## SET PROBLEM 1
In the pandas notes below, switch "DataFrames" to "Tables" and write out the part from "# 06 - Add/Remove" up to and including "Notes by [Innovinitylabs](https://github.com/innovinitylabs)".

## PASSAGE SHOWN
* begin *
# 06 - Add/Remove Rows and Columns From DataFrames

https://youtu.be/HQ6XO9eT-fc?si=6STRvIlEn1b-zwp8

Notes by [Innovinitylabs](https://github.com/innovinitylabs)

In [283]:
import pandas as pd

#Setup for learning data

people = {
    "first": ["Corey", 'Jane', 'John'], 
    "last": ["Schafer", 'Doe', 'Doe'], 
    "email": ["CoreyMSchafer@gmail.com", 'JaneDoe@email.com', 'JohnDoe@email.com']
}
dft = pd.DataFrame(people)

---

#Setup for Real world data

In [284]:
# df = pd.read_csv('data/survey_results_public.csv', index_col='Respondent' )
# schema_df = pd.read_csv('data/survey_results_schema.csv', index_col='Column')
# pd.set_option('display.max_columns', 85)


In [285]:
# pd.set_option('display.max_rows', 85)

---
---
---

#### Adding and removing columns

Combining two columns into one

In [286]:
dft['first'] + ' ' + dft['last']

0    Corey Schafer
1         Jane Doe
2         John Doe
dtype: object

 can assign and create a new column like this

In [287]:
dft['first_name'] = dft['first'] + ' ' + dft['last']
dft

Unnamed: 0,first,last,email,first_name
0,Corey,Schafer,CoreyMSchafer@gmail.com,Corey Schafer
1,Jane,Doe,JaneDoe@email.com,Jane Doe
2,John,Doe,JohnDoe@email.com,John Doe


to <mark>remove</mark> a column  
we have to use the `drop()` method on DataFrame  
###### [TimeStamp](https://youtu.be/HQ6XO9eT-fc?si=n4XTkr6gsG4xjlN9&t=184)

In [288]:
dft.drop(columns= ['first', 'last'])

Unnamed: 0,email,first_name
0,CoreyMSchafer@gmail.com,Corey Schafer
1,JaneDoe@email.com,Jane Doe
2,JohnDoe@email.com,John Doe


In [289]:
dft

Unnamed: 0,first,last,email,first_name
0,Corey,Schafer,CoreyMSchafer@gmail.com,Corey Schafer
1,Jane,Doe,JaneDoe@email.com,Jane Doe
2,John,Doe,JohnDoe@email.com,John Doe


to make changes in place have to use  `inplace=True`

In [290]:
dft.drop(columns= ['first', 'last'], inplace=True)
dft

Unnamed: 0,email,first_name
0,CoreyMSchafer@gmail.com,Corey Schafer
1,JaneDoe@email.com,Jane Doe
2,JohnDoe@email.com,John Doe


---
to <mark> create a new column from existing columns</mark>

In [291]:
dft['first_name'].str.split(' ')
* end *
Labeled shape records:
* begin *
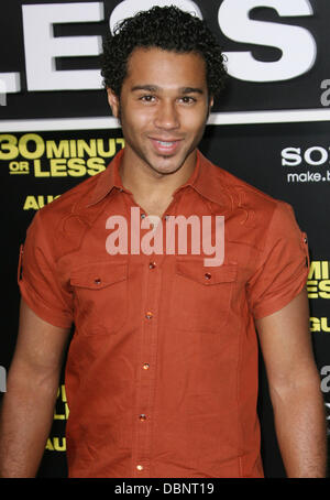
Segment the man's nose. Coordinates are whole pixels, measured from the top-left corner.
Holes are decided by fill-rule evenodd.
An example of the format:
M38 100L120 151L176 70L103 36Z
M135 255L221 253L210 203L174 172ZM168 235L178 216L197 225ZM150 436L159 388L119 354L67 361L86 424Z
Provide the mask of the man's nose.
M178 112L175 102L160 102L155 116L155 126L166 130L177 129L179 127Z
* end *
* begin *
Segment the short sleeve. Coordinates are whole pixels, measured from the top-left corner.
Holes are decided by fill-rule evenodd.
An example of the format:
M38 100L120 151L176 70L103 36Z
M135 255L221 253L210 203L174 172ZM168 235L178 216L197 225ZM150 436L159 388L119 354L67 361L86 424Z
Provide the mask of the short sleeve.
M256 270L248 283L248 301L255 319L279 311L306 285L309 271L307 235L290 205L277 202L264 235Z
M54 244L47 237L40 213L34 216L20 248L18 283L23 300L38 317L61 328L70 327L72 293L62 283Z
* end *
* begin *
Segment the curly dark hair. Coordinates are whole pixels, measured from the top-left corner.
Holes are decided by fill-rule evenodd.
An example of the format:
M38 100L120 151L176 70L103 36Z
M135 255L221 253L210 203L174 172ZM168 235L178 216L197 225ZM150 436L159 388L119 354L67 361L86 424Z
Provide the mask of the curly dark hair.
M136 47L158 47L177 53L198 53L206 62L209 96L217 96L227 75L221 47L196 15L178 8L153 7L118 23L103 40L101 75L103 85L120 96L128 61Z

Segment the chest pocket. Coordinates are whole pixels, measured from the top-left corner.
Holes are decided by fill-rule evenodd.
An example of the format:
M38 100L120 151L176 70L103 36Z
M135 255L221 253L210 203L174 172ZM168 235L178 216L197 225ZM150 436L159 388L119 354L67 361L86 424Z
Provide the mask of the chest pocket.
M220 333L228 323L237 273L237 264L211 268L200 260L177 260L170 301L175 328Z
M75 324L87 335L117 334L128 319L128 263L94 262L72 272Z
* end *
## SET PROBLEM 2
Reproduce word for word the lines of the labeled shape records from the line with "Segment the short" up to and including the line with "M256 270L248 283L248".

## OUTPUT 1
# 06 - Add/Remove Rows and Columns From Tables

https://youtu.be/HQ6XO9eT-fc?si=6STRvIlEn1b-zwp8

Notes by [Innovinitylabs](https://github.com/innovinitylabs)

## OUTPUT 2
Segment the short sleeve. Coordinates are whole pixels, measured from the top-left corner.
Holes are decided by fill-rule evenodd.
An example of the format:
M38 100L120 151L176 70L103 36Z
M135 255L221 253L210 203L174 172ZM168 235L178 216L197 225ZM150 436L159 388L119 354L67 361L86 424Z
Provide the mask of the short sleeve.
M256 270L248 283L248 301L255 319L279 311L306 285L309 271L307 235L290 205L277 202L264 235Z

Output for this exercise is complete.